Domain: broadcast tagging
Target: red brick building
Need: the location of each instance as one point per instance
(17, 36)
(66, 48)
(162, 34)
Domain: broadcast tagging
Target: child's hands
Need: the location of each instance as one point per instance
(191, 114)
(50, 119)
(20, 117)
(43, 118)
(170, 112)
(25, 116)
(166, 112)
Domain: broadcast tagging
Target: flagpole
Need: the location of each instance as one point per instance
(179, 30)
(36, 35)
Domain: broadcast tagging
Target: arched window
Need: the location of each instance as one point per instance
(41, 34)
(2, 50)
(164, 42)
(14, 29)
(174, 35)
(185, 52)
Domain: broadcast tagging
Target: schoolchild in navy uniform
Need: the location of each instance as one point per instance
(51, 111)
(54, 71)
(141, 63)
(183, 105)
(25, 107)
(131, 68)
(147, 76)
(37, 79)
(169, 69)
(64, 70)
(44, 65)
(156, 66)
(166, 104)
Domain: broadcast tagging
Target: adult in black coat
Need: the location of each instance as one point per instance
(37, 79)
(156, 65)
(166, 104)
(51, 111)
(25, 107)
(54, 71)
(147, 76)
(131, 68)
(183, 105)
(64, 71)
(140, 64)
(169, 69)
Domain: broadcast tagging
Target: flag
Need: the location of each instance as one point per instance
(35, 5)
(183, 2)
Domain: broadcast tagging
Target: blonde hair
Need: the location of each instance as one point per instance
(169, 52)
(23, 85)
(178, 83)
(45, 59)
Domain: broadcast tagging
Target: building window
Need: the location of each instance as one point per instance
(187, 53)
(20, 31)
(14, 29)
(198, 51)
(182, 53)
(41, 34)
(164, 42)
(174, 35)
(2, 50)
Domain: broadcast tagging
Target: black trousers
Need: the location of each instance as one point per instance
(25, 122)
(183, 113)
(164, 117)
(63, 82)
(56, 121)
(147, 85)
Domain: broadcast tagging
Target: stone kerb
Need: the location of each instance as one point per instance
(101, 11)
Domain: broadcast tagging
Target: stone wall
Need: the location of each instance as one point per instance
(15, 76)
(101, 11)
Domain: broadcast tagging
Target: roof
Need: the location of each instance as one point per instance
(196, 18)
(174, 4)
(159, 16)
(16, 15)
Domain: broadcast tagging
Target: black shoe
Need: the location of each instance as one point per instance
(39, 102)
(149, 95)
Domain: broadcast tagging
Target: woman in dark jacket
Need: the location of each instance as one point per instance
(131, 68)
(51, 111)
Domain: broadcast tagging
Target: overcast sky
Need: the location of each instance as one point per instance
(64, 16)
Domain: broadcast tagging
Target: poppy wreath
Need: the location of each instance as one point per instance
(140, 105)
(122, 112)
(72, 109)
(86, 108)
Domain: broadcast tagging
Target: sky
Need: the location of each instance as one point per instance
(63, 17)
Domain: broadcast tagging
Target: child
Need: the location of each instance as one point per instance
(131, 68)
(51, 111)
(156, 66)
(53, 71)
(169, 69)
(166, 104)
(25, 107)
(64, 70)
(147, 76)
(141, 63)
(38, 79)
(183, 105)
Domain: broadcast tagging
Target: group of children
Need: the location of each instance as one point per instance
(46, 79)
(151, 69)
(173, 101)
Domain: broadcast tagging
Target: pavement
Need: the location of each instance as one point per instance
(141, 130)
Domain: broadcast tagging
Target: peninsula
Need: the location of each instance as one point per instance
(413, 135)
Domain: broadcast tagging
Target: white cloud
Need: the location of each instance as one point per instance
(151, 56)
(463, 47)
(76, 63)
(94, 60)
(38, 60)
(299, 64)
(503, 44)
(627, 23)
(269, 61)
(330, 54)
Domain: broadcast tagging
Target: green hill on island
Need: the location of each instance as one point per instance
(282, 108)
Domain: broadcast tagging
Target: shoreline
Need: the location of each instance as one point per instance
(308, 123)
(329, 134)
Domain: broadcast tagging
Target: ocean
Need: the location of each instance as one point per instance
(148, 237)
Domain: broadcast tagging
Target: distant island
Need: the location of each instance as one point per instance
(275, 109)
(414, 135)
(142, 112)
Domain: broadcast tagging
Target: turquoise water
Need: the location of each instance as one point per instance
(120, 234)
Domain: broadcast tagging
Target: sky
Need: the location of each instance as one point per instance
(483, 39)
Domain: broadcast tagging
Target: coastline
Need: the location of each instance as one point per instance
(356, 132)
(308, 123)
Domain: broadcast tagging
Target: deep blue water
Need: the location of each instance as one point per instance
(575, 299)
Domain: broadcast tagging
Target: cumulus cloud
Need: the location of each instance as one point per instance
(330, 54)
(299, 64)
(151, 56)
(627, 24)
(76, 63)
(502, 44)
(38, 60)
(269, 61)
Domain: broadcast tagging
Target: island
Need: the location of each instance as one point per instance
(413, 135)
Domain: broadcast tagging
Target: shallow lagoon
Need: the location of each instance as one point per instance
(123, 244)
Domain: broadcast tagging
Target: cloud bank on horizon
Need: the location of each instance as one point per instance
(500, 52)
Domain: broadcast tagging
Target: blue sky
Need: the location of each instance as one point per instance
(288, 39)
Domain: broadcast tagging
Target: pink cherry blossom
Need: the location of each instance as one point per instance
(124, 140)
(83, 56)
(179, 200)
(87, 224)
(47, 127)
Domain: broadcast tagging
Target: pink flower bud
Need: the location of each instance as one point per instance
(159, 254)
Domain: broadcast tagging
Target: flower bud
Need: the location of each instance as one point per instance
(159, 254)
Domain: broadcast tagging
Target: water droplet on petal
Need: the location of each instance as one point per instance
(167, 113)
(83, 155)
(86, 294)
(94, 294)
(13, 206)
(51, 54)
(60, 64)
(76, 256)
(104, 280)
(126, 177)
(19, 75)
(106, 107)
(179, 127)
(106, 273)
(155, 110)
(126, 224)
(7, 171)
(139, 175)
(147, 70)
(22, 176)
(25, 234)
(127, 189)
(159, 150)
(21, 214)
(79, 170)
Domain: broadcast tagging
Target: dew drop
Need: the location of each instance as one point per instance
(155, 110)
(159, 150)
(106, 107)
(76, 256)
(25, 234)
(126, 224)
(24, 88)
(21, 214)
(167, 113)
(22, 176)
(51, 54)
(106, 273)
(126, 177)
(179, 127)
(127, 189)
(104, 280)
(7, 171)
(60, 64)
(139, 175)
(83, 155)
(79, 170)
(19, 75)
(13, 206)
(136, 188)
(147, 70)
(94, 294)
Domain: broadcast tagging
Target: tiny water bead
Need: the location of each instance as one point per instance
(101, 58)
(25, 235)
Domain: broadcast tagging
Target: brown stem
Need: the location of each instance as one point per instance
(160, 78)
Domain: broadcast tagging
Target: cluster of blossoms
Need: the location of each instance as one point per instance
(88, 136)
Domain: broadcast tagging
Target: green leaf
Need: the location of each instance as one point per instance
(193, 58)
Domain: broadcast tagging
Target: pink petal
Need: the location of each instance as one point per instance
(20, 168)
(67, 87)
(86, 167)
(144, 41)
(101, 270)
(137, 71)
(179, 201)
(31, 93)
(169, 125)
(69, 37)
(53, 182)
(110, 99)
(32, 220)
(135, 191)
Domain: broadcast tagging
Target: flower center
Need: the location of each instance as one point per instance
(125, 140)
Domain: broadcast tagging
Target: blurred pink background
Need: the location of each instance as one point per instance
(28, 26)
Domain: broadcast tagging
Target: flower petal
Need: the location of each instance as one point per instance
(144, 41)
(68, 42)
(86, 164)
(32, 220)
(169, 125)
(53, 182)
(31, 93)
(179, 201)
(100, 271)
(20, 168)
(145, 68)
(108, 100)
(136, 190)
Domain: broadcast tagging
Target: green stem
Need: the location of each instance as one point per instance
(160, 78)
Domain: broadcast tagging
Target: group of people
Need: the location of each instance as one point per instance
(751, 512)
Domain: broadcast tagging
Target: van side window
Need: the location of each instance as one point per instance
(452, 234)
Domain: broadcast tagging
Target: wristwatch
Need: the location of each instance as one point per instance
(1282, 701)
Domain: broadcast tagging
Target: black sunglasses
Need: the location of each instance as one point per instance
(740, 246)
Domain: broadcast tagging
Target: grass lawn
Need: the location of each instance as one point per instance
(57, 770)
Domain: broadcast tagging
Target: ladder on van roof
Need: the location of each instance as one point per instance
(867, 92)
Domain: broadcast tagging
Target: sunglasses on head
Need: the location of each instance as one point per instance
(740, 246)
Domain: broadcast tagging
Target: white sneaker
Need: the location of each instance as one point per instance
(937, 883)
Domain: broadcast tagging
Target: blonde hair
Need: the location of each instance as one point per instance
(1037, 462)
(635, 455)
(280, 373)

### Work required
In the material above, transcribe exactly the lines beginning at the one with "Target: green stem" and ending at the one with "Target: sunglasses on head", both included.

### Your solution
Target: green stem
Need: the location of each instance as one point per instance
(160, 78)
Domain: broadcast tagging
Target: group of people
Need: the location of each instance as one point per instance
(751, 512)
Domain: broadcast tagging
Target: van side window
Need: the location of each instance as one point per instance
(452, 234)
Domain: broadcast tagging
Target: wristwatch
Need: the location of each instance as one point per instance
(1282, 701)
Domain: broadcast tagging
Target: black sunglasses
Need: the location of each instance as one point per instance
(740, 246)
Domain: broadcast tagging
Target: grass lawn
Need: the location of each instance as one point per instance
(57, 770)
Domain: broadcast tagging
Target: ladder on van roof
Need: the location of each instance as one point per instance
(867, 92)
Domain: broadcast tagging
Target: sunglasses on head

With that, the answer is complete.